# GPU-Z incorrect GPU Clock and Bios not reading ...



## momothedog (Mar 13, 2012)




----------



## erocker (Mar 13, 2012)

Please rehost the image. Try using www.techpowerup.org


----------



## momothedog (Mar 13, 2012)

OK Rehost .. Plz check it ...


----------



## cadaveca (Mar 13, 2012)

looks fine to me. Clocks are lower because the card is in low-power state.

BIOS version is listed.


----------



## W1zzard (Mar 13, 2012)

momothedog said:


> http://gpuz.techpowerup.com/12/03/13/bqf.png
> 
> OK Rehost .. Plz check it ...



do you have the catalyst drivers installed? using remote desktop or anything like it ?


----------



## brandonwh64 (Mar 13, 2012)

Click on the ? mark next to the bus interface and run the render test, it should shoot up to default 3d clocks after that.



W1zzard said:


> do you have the catalyst drivers installed? using remote desktop or anything like it ?



Also w1z have you though about moving the render test to a button on the main tab so everybody can test without looking for it? just wondering cause I took me stumbling apon the test by playing around.


----------



## momothedog (Mar 13, 2012)

W1zzard said:


> do you have the catalyst drivers installed? using remote desktop or anything like it ?



Catalyst 12.2 Driver From www.amd.com


----------



## W1zzard (Mar 13, 2012)

Directives:
**A)** List each distinct username that appears as a post author in the GPU-Z thread, naming each one only once.
**B)** Write the next portion of the GPU-Z thread, beginning after its final line.
The entries have no connection to the GPU-Z thread.

Given entries:
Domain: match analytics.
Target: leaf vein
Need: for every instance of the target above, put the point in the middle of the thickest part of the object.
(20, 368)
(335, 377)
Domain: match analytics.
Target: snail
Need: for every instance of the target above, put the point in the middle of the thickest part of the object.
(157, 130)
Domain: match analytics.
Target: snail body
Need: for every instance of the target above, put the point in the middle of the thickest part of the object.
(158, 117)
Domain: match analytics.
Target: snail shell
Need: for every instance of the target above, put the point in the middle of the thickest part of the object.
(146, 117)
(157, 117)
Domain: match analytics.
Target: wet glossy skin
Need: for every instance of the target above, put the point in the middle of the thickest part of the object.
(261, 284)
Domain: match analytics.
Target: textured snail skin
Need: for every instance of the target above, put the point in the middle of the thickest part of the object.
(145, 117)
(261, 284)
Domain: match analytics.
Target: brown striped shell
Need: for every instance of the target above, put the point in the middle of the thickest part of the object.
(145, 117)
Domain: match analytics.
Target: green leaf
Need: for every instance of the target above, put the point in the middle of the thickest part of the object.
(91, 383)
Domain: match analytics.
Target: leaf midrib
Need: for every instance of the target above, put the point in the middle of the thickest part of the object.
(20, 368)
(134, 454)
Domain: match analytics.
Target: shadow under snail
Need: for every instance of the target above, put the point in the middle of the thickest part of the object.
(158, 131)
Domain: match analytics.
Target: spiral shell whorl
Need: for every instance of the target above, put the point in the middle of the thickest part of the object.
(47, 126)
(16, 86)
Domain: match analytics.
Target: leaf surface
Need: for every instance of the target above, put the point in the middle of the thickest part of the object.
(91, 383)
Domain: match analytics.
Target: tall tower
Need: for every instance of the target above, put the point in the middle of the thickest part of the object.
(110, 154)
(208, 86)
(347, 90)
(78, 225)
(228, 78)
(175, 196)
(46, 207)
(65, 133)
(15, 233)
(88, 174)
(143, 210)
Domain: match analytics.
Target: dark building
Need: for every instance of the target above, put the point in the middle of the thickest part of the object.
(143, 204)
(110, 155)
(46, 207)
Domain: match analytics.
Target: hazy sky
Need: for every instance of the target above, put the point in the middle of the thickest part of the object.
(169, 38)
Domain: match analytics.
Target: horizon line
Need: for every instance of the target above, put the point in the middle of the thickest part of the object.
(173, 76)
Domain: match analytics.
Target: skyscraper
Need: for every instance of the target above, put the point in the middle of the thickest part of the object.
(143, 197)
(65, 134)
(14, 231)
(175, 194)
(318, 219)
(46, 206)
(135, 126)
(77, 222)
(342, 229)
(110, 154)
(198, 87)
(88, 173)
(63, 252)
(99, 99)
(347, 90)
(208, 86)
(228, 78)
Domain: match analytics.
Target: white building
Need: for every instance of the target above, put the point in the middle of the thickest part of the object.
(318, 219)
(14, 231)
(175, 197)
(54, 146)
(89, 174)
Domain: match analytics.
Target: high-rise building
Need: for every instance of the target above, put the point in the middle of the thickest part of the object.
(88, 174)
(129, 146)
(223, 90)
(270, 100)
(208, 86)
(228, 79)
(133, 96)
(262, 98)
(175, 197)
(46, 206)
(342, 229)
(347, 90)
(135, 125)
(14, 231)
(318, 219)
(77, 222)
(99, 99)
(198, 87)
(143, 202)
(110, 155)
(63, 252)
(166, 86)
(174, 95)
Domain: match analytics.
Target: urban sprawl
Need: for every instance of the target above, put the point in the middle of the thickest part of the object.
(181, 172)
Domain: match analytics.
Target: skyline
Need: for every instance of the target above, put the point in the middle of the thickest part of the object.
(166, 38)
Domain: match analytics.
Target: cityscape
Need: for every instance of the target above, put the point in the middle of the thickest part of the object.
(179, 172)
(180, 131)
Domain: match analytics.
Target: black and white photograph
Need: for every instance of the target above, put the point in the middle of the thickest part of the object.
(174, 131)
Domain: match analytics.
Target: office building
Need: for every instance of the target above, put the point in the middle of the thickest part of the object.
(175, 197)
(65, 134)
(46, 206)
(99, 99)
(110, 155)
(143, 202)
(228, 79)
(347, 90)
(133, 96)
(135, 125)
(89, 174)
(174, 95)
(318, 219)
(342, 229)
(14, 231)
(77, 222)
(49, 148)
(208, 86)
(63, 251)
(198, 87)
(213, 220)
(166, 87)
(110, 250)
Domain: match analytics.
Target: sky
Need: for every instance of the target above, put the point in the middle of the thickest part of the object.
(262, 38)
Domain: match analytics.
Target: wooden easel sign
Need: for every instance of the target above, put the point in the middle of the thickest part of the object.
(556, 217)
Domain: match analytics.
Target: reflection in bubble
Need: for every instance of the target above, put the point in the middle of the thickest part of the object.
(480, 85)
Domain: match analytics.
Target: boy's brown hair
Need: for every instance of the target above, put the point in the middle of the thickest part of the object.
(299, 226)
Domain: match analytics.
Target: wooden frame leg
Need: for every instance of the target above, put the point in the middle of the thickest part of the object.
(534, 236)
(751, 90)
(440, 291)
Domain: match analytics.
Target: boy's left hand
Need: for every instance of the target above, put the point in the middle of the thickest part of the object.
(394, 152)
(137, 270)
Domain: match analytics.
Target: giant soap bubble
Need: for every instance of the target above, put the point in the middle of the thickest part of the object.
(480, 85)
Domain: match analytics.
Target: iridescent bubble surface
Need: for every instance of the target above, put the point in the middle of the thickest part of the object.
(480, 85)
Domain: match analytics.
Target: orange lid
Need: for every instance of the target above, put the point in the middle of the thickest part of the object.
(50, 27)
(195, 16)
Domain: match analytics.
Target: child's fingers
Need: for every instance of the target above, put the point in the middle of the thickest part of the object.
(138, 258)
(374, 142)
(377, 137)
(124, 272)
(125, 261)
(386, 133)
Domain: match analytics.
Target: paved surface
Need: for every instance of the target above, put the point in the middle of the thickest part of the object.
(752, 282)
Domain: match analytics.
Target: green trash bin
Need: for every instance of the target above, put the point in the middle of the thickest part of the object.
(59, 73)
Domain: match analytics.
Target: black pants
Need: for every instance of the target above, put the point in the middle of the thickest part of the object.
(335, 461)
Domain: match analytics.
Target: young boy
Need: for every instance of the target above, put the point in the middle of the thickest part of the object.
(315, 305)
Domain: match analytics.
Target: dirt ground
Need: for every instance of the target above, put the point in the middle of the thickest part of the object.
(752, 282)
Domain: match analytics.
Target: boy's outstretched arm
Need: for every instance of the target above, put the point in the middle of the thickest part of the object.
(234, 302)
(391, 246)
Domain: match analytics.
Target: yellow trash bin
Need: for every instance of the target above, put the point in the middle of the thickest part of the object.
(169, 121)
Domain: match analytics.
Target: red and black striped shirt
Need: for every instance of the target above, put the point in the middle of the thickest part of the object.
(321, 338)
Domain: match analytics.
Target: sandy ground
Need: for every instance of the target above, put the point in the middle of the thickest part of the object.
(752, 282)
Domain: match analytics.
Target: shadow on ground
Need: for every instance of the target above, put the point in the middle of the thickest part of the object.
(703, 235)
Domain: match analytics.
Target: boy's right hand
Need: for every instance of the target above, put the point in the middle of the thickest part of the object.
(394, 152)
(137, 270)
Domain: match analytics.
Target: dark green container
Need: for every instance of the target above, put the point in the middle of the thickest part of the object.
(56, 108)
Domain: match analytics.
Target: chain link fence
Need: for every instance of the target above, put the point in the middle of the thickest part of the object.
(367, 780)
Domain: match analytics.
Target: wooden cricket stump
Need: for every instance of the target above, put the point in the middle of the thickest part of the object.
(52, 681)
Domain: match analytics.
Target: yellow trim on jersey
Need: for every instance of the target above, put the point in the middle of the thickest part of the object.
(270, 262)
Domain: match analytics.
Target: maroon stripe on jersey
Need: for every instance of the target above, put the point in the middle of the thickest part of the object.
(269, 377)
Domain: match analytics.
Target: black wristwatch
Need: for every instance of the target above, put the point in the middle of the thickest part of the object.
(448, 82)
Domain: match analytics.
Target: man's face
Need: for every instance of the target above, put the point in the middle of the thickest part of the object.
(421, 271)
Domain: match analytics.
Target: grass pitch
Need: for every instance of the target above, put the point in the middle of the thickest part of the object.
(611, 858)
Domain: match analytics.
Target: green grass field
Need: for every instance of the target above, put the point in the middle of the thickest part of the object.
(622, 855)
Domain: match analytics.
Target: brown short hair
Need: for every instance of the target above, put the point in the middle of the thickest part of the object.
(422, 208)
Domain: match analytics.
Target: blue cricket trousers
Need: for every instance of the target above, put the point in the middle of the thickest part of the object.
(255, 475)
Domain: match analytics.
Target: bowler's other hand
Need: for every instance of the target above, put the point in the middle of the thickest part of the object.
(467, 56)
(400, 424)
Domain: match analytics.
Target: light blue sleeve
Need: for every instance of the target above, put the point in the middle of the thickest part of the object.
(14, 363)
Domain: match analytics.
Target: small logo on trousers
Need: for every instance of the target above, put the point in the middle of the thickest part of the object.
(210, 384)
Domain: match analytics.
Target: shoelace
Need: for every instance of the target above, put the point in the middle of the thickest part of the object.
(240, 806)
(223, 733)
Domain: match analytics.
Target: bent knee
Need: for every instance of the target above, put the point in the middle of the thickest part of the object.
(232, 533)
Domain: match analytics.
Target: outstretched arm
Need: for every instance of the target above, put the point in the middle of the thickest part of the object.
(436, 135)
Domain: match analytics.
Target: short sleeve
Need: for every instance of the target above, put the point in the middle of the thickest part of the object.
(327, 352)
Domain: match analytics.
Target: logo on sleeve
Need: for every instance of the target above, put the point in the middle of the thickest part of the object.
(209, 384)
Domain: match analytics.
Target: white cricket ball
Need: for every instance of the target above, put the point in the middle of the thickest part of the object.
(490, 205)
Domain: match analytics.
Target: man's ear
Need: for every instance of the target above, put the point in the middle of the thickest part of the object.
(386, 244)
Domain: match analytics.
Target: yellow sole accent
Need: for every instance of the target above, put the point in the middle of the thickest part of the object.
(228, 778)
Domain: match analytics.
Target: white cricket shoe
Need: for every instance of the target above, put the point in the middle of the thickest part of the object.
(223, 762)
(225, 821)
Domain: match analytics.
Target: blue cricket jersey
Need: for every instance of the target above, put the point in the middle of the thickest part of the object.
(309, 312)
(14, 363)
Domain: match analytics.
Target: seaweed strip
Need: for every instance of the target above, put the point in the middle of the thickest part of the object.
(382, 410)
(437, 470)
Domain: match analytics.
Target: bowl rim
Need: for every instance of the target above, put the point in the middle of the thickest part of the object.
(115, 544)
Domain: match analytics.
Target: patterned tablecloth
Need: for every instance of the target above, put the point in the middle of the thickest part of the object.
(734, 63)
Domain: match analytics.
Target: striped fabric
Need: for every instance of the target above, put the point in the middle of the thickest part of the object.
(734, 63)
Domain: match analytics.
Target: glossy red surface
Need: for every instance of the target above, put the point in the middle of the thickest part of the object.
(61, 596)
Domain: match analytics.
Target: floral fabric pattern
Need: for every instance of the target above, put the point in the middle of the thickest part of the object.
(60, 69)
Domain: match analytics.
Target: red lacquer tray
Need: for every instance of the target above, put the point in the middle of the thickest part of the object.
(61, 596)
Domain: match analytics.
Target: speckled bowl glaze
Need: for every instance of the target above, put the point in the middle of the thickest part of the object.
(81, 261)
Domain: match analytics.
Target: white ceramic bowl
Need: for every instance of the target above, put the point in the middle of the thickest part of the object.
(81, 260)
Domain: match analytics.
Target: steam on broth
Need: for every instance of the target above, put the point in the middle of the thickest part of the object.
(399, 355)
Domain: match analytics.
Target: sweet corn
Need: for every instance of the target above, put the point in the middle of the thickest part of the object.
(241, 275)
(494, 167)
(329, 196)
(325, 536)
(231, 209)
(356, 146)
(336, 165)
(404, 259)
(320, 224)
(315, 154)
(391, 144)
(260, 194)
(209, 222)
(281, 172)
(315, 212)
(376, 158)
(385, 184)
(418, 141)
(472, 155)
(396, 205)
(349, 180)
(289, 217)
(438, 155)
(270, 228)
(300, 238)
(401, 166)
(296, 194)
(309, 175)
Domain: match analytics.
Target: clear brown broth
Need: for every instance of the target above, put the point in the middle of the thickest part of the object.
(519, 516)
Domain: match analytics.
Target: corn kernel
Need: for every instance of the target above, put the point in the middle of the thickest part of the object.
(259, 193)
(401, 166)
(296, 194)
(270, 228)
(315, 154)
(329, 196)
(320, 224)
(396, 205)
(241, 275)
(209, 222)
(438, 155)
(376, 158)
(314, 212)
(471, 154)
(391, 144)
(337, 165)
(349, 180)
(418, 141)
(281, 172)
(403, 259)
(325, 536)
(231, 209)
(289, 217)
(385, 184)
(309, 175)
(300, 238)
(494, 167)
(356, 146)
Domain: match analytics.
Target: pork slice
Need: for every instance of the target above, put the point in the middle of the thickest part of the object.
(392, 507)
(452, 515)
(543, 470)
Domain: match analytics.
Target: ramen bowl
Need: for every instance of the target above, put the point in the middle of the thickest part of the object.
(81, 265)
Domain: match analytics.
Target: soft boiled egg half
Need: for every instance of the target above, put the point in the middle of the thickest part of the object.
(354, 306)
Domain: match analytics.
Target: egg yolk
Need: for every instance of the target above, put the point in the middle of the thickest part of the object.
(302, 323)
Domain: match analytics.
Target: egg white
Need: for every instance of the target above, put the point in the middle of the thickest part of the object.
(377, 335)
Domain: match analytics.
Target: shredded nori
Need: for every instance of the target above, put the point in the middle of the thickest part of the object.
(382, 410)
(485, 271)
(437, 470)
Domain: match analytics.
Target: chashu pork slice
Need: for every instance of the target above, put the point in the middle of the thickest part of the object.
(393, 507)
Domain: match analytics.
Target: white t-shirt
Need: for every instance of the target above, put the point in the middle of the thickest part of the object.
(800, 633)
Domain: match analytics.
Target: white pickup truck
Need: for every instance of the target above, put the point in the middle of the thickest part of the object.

Solved tasks:
**A)** momothedog, erocker, cadaveca, W1zzard, brandonwh64

**B)**
cadaveca said:


> looks fine to me. Clocks are lower because the card is in low-power state.
> 
> BIOS version is listed.



the first tab should show typical 3d clocks at any time


----------



## W1zzard (Mar 13, 2012)

momothedog said:


> Catalyst 12.2 Driver From www.amd.com



let me grab that driver and check what's going on


----------



## cadaveca (Mar 13, 2012)

W1zzard said:


> the first tab should show typical 3d clocks at any time



Ah, I understand.


----------



## momothedog (Mar 13, 2012)

W1zzard said:


> let me grab that driver and check what's going on













Check ? ...


----------



## W1zzard (Mar 13, 2012)

works fine for me. did you reboot after driver installation?

this result in gpuz only appears when it can't find a way to talk to the driver and falls back to reading real-time clocks (which it does in hardware without the driver)


----------



## W1zzard (Mar 19, 2012)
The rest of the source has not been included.